## start RECORDS FOR THE TASK
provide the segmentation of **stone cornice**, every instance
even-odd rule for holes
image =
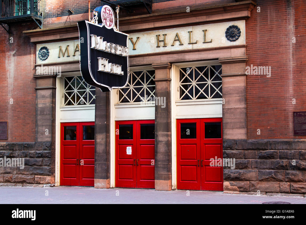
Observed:
[[[132,33],[245,19],[250,17],[256,5],[252,1],[246,1],[190,9],[190,13],[184,10],[126,17],[119,20],[119,27],[121,31]],[[79,38],[76,24],[23,33],[35,43]]]
[[[248,61],[248,56],[237,56],[226,58],[219,58],[219,62],[221,64],[237,63],[239,62],[245,62]]]
[[[153,69],[170,69],[172,67],[172,64],[170,63],[168,63],[166,64],[165,64],[165,63],[152,64],[152,67],[153,67]]]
## end RECORDS FOR THE TASK
Copy out every line of the records above word for word, leaving out the pictures.

— THE SOLUTION —
provide the segmentation of **stone cornice**, every instance
even-odd rule for holes
image =
Observed:
[[[132,33],[245,19],[250,17],[256,5],[252,1],[246,1],[190,9],[190,13],[184,10],[126,17],[119,20],[119,27],[121,31]],[[79,38],[76,24],[23,33],[35,43]]]
[[[248,61],[248,56],[237,56],[226,58],[219,58],[219,62],[221,64],[237,63],[239,62],[245,62]]]
[[[153,69],[170,69],[172,67],[172,64],[170,63],[168,63],[166,64],[165,64],[165,63],[152,64],[152,67],[153,67]]]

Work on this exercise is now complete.